__Input records__
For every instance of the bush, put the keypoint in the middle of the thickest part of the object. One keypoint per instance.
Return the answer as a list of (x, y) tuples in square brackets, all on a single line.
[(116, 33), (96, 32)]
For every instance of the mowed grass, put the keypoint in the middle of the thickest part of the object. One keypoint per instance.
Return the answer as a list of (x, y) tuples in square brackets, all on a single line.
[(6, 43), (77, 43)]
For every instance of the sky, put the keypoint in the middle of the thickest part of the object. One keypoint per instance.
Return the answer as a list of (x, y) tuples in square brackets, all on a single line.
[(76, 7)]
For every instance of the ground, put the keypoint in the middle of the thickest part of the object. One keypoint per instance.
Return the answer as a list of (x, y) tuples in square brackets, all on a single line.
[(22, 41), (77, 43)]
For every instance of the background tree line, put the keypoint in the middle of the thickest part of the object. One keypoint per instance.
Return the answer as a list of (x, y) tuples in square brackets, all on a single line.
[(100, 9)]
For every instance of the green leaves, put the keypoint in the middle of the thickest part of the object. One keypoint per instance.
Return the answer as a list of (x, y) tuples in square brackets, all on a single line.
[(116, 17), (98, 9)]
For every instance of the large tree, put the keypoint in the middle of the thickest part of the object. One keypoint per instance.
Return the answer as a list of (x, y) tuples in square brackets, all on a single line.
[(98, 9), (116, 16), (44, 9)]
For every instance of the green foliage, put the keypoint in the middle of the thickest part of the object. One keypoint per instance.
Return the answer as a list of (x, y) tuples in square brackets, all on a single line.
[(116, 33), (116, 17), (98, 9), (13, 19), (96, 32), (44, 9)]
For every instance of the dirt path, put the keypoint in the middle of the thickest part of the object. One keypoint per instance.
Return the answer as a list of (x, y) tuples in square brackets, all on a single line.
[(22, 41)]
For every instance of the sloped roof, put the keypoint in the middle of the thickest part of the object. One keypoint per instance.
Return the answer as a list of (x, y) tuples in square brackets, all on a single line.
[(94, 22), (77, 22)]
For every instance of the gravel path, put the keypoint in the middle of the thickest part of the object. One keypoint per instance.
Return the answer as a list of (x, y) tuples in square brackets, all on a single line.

__The task__
Convert the listing above into a Markdown table with two columns, Index and Line, where each row gives a sequential number and one line of the listing. Omit blank lines.

__Written answer__
| Index | Line |
|---|---|
| 1 | For every instance of the bush, put the keypoint in the middle of the thickest part of the object. One keypoint per instance. |
| 2 | Return the answer as a list of (x, y) tuples in square brackets, all on a single line. |
| 3 | [(116, 33), (96, 32)] |
| 4 | For every instance of the mowed grass, put the keypoint in the middle of the thickest part of the object. One keypoint per instance. |
| 5 | Return the answer as a list of (x, y) tuples in square brackets, all on a single line. |
| 6 | [(6, 43), (77, 43)] |
| 7 | For every instance of the sky, put the keypoint in the middle of the thickest part of the object. One keypoint per instance. |
| 8 | Return the answer as a list of (x, y) tuples in square brackets, all on a single line. |
| 9 | [(76, 7)] |
| 10 | For every instance of the ground, put the keypoint in the middle of the thickest part of the object. One keypoint per instance. |
| 11 | Return the answer as a list of (x, y) tuples in square brackets, all on a single line. |
| 12 | [(22, 41), (77, 43)] |
| 13 | For every instance of the background tree line, put the keypoint in the middle of the thickest part of the object. One keypoint per instance. |
| 14 | Return the answer as a list of (x, y) tuples in square brackets, all on a single line. |
| 15 | [(100, 9)] |
| 16 | For every instance of the green leaves, put the keypoint in the middle of the thickest part of the object. One keypoint per instance. |
| 17 | Return the answer as a list of (x, y) tuples in square brackets, all on a single line. |
| 18 | [(116, 17), (98, 9)] |
| 19 | For every instance of the large tree, put the keypoint in the middle of the thickest part of the object. One keypoint per instance. |
| 20 | Return the answer as a list of (x, y) tuples in square brackets, all on a single line. |
| 21 | [(98, 9), (116, 16), (44, 9)] |
| 22 | For every instance of the green foliage, put the keypoint in the middle of the thickest part of the object. One keypoint per instance. |
| 23 | Return the answer as a list of (x, y) tuples in square brackets, all on a single line. |
| 24 | [(116, 33), (116, 17), (98, 9), (13, 19), (96, 32), (44, 9)] |
| 25 | For every instance of the dirt path, put the keypoint in the middle of the thickest part of the object. One keypoint per instance. |
| 26 | Return the answer as a list of (x, y) tuples in square brackets, all on a single line. |
| 27 | [(22, 41)] |
| 28 | For every instance of the sloped roof, put the keypoint in the middle of the thickest part of the object. One keypoint per instance. |
| 29 | Return the answer as a list of (x, y) tuples in square brackets, all on a single line. |
| 30 | [(94, 22), (77, 22)] |
| 31 | For every instance of the gravel path, put the keypoint in the middle of the thickest part of the object. One keypoint per instance. |
| 32 | Return the answer as a list of (x, y) tuples in square brackets, all on a single line. |